*** Opening of SOURCE RECORDS ***

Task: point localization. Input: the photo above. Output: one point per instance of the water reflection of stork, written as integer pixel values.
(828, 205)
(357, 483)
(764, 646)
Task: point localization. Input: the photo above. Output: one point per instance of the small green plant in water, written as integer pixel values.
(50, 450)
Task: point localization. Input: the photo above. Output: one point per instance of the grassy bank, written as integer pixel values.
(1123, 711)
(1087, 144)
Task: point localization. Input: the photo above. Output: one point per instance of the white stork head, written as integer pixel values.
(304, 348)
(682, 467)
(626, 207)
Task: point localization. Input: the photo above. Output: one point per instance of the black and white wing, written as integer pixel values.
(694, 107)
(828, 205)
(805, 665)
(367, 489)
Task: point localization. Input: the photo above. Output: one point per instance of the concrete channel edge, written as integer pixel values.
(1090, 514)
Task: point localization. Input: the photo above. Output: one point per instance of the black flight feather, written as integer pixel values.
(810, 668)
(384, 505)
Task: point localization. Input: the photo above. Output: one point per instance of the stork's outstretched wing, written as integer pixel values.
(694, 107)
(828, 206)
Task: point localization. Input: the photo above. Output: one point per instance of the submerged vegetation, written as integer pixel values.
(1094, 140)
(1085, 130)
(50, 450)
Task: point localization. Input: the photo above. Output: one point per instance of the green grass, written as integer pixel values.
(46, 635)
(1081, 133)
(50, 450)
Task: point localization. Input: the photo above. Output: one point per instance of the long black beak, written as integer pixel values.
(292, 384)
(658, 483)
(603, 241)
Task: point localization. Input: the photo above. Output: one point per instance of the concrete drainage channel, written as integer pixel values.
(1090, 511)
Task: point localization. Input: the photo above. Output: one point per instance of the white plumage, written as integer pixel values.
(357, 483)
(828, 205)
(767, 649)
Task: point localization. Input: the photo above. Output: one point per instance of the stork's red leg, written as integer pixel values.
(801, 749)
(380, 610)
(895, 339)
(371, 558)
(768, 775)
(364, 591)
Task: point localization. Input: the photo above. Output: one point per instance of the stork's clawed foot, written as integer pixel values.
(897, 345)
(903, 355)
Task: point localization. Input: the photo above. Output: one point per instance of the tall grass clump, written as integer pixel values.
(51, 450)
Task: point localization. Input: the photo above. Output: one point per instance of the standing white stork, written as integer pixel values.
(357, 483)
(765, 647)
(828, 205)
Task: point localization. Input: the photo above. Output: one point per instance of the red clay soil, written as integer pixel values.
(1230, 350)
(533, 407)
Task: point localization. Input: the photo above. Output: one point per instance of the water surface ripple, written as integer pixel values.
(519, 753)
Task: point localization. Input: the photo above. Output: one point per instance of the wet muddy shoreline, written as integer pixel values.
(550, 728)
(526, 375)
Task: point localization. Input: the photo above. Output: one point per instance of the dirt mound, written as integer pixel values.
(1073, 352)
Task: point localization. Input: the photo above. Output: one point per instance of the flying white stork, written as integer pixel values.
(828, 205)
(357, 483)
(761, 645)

*** Close of SOURCE RECORDS ***

• [ABOUT THIS EXERCISE]: Transcribe all records exactly as written.

• [THE ANSWER]:
Task: point localization. Input: the photo above. Output: one point per instance of the water reflection of stork, written as integer pixel values.
(828, 205)
(357, 483)
(764, 646)
Task: point localization. Input: the photo above. Output: one point per instance of the small green plant in water, written as integer pixel values.
(50, 450)
Task: point localization. Input: the photo above. Output: one point per instance of the grassy bank, written as integer pixel values.
(1123, 711)
(1087, 144)
Task: point localization. Input: the photo above. Output: one point per instance of the white stork head, written as integer pixel values.
(304, 348)
(682, 467)
(626, 207)
Task: point localization. Input: the photo above. Output: one point per instance of the black and white wing, written as integer pixel values.
(694, 107)
(828, 205)
(805, 665)
(367, 489)
Task: point localization. Input: the photo above. Output: one point per instance of the concrete channel edge, written as integer pixel values.
(1090, 514)
Task: point localization. Input: the photo above. Output: one point per instance of the black flight feather, written as integer pixel values.
(810, 668)
(384, 505)
Task: point localization. Input: the photo above. Output: one point per instance of the stork's outstretched wing, written as integer pixel values.
(694, 107)
(828, 206)
Task: point localization. Input: the photo above. Output: one point per instance of the submerged vegetation, written as integer pixel values.
(1094, 140)
(1085, 130)
(50, 450)
Task: point localization. Input: the photo above. Output: one point per instance of the green grass, written as integer pixel values.
(46, 635)
(1081, 133)
(50, 450)
Task: point localization. Input: the photo above. Output: one point per instance of the long black beak, written as integer pixel values.
(292, 384)
(658, 483)
(603, 241)
Task: point localization. Input: the photo above. Output: one point per instance of the concrete drainage channel, written as integer pixel values.
(1090, 511)
Task: point localization. Input: the photo above. Output: one point per instance of the white plumage, written as integer pixel values.
(357, 483)
(828, 205)
(767, 649)
Task: point localization. Input: the photo above. Output: one point per instance of the stork's red leg, written as integer pixel values.
(801, 749)
(380, 610)
(895, 339)
(371, 558)
(768, 775)
(364, 591)
Task: point localization. Input: the photo above. Output: one point per instance of the stork's clawed foot, written as integer pixel values.
(897, 345)
(903, 355)
Task: point localization. Input: the photo above. Output: one point per instance of the tall grass clump, written as integer pixel values.
(51, 450)
Task: point localization. Input: the photo above. Output: one point per instance of the standing white stork, written as integer pixel values.
(357, 483)
(765, 647)
(828, 205)
Task: point localization. Input: the photo above. Output: one point per instance of the red clay soil, written as integer pixel values.
(1230, 350)
(533, 407)
Task: point localization. Input: the photo above. Output: one point per instance of the water surface ripple, written as integer pixel values.
(519, 753)
Task: point localization. Input: the photo above. Output: one point per instance of the wet muddy shoreline, written as integer pixel values.
(550, 728)
(526, 375)
Task: point localization. Input: the photo above. Output: one point per instance of the dirt mound, written as integer pixel values.
(1073, 352)
Task: point localization. Input: the photo above. Output: one point per instance of the flying white stork, written as integer pixel values.
(828, 205)
(357, 483)
(761, 645)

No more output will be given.